(Texto fuente)

▬▬▬

Francisco no puede hacerse cargo de la oposición

El Santo Padre volvió a recibir a la Presidenta, y una caterva de opositores puso el grito en la Tierra, desesperados por no lograr que en Roma se encontrara el buscado jefe de la oposición. Un montón de opinadores llenos de odio hacia la Presidenta imaginaban que el Papa nos devuelva la dignidad a los que no logramos y ni siquiera intentamos organizarnos y nos arme un partido que sirva de alternativa viable. O sea, tenemos la bronca pero necesitamos que alguien la convierta en propuesta. Y ni se nos ocurre pensar que este talentoso sacerdote llegó a Papa por no ser ni parecido al resto de los ciudadanos beligerantes.

▬▬▬

(Líneas proporcionadas)
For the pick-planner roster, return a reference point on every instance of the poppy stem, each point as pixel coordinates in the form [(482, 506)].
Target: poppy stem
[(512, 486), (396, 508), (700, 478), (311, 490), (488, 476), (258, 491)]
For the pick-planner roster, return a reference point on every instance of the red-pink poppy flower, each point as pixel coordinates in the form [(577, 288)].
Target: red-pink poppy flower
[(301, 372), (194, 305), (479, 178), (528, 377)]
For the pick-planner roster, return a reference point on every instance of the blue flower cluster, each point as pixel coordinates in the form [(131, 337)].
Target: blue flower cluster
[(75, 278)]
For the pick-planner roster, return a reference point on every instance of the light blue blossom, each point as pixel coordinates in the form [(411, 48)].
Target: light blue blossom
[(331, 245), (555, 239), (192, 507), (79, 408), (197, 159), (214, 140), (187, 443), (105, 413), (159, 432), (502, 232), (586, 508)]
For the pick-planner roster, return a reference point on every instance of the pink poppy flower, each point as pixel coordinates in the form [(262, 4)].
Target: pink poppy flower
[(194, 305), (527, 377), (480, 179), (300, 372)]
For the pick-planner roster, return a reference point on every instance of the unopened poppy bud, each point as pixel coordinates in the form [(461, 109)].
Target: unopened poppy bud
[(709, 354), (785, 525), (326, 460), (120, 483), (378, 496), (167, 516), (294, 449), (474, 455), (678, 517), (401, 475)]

▬▬▬

(Las tareas)
1 > En el texto sobre el Papa y la oposición, ¿a quién volvió a recibir el Santo Padre?
2 > Resume en dos oraciones el texto sobre el Papa y la oposición.
3 > Continúa el texto sobre el Papa y la oposición a partir de su última oración.

(Tareas resueltas)
1 > A la Presidenta.

2 > El Santo Padre volvió a recibir a la Presidenta, y muchos opositores protestaron porque no lograron que en Roma apareciera el jefe de la oposición que buscaban. El texto critica que esperen que el Papa les arme un partido alternativo, cuando ni siquiera intentaron organizarse y solo tienen bronca sin propuesta.

3 >
El papa Francisco se anima a denunciar el genocidio Armenio después de visitar Turquía, se anima a rezar en el Muro de los Lamentos acompañado de un Musulmán y un Judío, se atreve a provocar el acercamiento histórico de Cuba con los Estados Unidos y a tantos otros gestos que asombran a la humanidad. Sin embargo, algunos se enojan porque no le dió una mano al partido opositor. Algunos no entienden que si el Cardenal Bergoglio llegó a convertirse en el papa Francisco es simplemente porque no piensa ni actúa parecido a ellos; de haberlo hecho, hubiera logrado todo lo contrario a lo que admiramos en él.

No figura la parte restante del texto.